═════ Data for this task

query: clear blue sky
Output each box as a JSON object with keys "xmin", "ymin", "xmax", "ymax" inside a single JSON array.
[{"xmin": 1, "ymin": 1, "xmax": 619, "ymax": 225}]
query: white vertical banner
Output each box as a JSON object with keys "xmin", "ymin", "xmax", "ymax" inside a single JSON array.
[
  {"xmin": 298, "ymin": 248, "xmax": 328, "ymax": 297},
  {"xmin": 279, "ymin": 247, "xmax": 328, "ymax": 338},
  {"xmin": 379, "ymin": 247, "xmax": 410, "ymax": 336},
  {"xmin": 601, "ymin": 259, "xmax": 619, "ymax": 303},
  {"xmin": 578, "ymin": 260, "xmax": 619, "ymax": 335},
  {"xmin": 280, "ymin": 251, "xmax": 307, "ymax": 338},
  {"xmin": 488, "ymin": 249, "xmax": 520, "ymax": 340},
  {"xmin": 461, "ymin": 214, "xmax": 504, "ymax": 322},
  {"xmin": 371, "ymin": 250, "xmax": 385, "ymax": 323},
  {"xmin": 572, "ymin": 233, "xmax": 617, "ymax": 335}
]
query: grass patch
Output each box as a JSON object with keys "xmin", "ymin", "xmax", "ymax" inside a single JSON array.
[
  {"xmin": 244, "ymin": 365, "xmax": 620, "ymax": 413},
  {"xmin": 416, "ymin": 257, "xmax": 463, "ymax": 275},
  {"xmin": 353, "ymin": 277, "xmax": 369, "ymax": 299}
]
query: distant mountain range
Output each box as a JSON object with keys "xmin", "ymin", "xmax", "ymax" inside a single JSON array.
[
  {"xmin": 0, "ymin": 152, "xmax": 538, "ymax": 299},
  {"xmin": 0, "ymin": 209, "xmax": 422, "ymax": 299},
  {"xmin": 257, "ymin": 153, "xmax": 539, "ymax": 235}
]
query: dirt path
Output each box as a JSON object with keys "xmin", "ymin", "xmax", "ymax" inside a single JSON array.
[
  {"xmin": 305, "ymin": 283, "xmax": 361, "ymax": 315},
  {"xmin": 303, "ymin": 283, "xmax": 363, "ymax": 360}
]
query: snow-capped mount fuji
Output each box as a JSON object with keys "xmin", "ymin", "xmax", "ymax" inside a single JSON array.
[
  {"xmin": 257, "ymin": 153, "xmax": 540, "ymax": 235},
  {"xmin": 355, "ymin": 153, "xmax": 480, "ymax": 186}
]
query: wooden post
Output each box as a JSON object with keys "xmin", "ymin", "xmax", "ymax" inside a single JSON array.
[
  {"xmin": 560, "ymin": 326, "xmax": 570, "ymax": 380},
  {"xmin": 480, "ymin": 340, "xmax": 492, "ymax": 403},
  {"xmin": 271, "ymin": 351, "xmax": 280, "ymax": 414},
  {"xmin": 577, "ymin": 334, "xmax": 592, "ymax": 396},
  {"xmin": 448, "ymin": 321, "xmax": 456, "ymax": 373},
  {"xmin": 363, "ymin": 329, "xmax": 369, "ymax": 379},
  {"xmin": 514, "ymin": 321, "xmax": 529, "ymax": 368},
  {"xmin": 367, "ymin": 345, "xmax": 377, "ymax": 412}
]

══════════

▶ **The task**: The range runs from the line with "query: grass patch" up to and including the line with "query: dirt path" in the listing above; please write out exactly those lines and nothing more.

▶ **Output of the task**:
query: grass patch
Output each box as a JSON object with keys "xmin", "ymin", "xmax", "ymax" inside a single JSON array.
[
  {"xmin": 244, "ymin": 365, "xmax": 620, "ymax": 413},
  {"xmin": 416, "ymin": 257, "xmax": 463, "ymax": 275},
  {"xmin": 353, "ymin": 277, "xmax": 369, "ymax": 299}
]
query: distant mountain range
Output each box as a JSON object with keys "xmin", "ymin", "xmax", "ymax" inside a single JSON array.
[
  {"xmin": 0, "ymin": 152, "xmax": 538, "ymax": 299},
  {"xmin": 0, "ymin": 209, "xmax": 422, "ymax": 299},
  {"xmin": 257, "ymin": 153, "xmax": 539, "ymax": 235}
]
query: dirt path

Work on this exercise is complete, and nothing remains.